# 📊 Multi-Source Data Aggregation for Market Context Modeling

This notebook builds a consolidated pipeline for collecting and merging:

- **Market data** from Yahoo Finance  
- **Macroeconomic indicators** from the FRED API  
- **Sentiment signals** from Google Trends  

These sources power downstream analysis and modeling for the Pendle project.

## 📦 Setup & Imports

In [None]:
import sys, os
import pandas as pd
sys.path.append(os.path.abspath("../scripts"))

## 📈 Market Data: Yahoo Finance

Daily OHLCV data for:
- `^GSPC`, `^IXIC`, `^VIX`, `BTC-USD`  
📁 Output: `../data/raw/yahoo_market_data.csv`

In [None]:
from fetch_yahoo import fetch_market_data

# ⚠️ UNCOMMENT TO RUN ONCE
# market_df = fetch_market_data(start="2000-01-01", save_path="../data/raw/yahoo_market_data.csv")

# ✅ Load from cache
market_df = pd.read_csv("../data/raw/yahoo_market_data.csv", index_col=0, parse_dates=True)
print("📅 Yahoo Finance Date Range:", market_df.index.min(), "→", market_df.index.max())
market_df.head()

## 📊 Macroeconomic Indicators: FRED

Selected indicators:
- Bond Yields (`DGS10`)
- Inflation (`CPIAUCSL`)
- Unemployment (`UNRATE`)
- Interest Rates (`FEDFUNDS`)
- Consumer Sentiment (`UMCSENT`)
- GDP (`GDP`)

• DIRECTIONS
A. Using the data aggregation notebook, explain in one to three sentences why it collects and merges market data, macroeconomic indicators, and sentiment signals.
B. Answer these questions from the data aggregation notebook:
(i) Which ticker symbols does the Yahoo Finance section list for daily OHLCV data?
(ii) What code does the FRED section give for unemployment?
(iii) Which source supplies the sentiment signals?
C. Retype the stretch of the data aggregation notebook from "This notebook builds" through "the Pendle project.".

• GIVEN INFORMATION
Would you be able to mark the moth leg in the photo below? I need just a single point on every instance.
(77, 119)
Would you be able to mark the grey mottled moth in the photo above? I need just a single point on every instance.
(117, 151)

• ANSWERS GIVEN
A. The notebook gathers market data from Yahoo Finance, macroeconomic indicators from the FRED API, and sentiment signals from Google Trends because these sources power downstream analysis and modeling for the Pendle project.

B.
(i) `^GSPC`, `^IXIC`, `^VIX`, and `BTC-USD`
(ii) `UNRATE`
(iii) Google Trends

C.
This notebook builds a consolidated pipeline for collecting and merging:

- **Market data** from Yahoo Finance  
- **Macroeconomic indicators** from the FRED API  
- **Sentiment signals** from Google Trends  

These sources power downstream analysis and modeling for the Pendle project.